Activity:
The full listing should be set down again without a single alteration.

>>>>>

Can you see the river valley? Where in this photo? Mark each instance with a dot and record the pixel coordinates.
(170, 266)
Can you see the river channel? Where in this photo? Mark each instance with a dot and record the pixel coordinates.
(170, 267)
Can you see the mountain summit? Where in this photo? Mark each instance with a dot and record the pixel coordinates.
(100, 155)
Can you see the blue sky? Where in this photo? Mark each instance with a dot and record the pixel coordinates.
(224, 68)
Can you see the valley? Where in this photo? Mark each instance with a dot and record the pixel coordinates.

<<<<<

Exercise solution:
Can you see the river valley? Where in this photo? Mark each instance with a dot and record the pixel coordinates.
(170, 266)
Can you see the river channel? Where in this photo? Mark each instance with a dot and record the pixel coordinates.
(170, 267)
Can you see the mountain summit? Where in this photo? Mark each instance with a dot and record the pixel coordinates.
(100, 155)
Can you see the blue sky? Where in this photo? Mark each instance with a dot and record the pixel coordinates.
(224, 68)
Can you see the valley? Where in this photo? Mark each instance with a dot and record the pixel coordinates.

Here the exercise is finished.